▽

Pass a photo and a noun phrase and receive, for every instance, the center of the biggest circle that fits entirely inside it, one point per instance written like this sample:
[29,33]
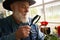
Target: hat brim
[7,4]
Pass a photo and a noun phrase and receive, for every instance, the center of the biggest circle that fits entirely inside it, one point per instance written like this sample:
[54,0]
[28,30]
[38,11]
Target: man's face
[20,10]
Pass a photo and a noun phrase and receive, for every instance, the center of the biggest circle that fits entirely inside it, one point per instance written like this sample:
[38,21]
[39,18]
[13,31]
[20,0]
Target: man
[13,27]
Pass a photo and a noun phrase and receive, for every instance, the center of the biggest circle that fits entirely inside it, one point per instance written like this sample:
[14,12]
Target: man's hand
[23,32]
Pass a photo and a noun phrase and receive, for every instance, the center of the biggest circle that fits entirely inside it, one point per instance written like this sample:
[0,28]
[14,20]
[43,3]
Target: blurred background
[49,10]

△

Transcribe all of the records exactly, without reproducing their pictures.

Pass a photo and a noun phrase and receive, for every instance, the center of the biggest circle that fits entirely inside it, one point per instance written like this sample:
[29,33]
Target: hat brim
[7,4]
Pass a photo and a noun phrase and receive, for every instance, the center of the biggest circle that fits entirely inside it, one point per instance written like this sample:
[54,0]
[28,30]
[38,11]
Target: man's face
[20,10]
Pass a photo and a noun phrase and receive, for every instance, the center of the biggest circle that fits entirely inside it, one point per instance written like this sample:
[38,21]
[39,18]
[13,31]
[20,0]
Target: man
[13,27]
Pass a photo and a noun phrase and receive, for every instance, the center of the biggest circle that fits entirely inside it, one point per instance written like this sample:
[14,12]
Target: man's hand
[23,32]
Pass a photo and a noun phrase and receive, for every instance, the center of the biggest circle that fits entirely inside it, one point per instance written like this sample:
[0,28]
[14,20]
[43,3]
Target: blurred background
[49,10]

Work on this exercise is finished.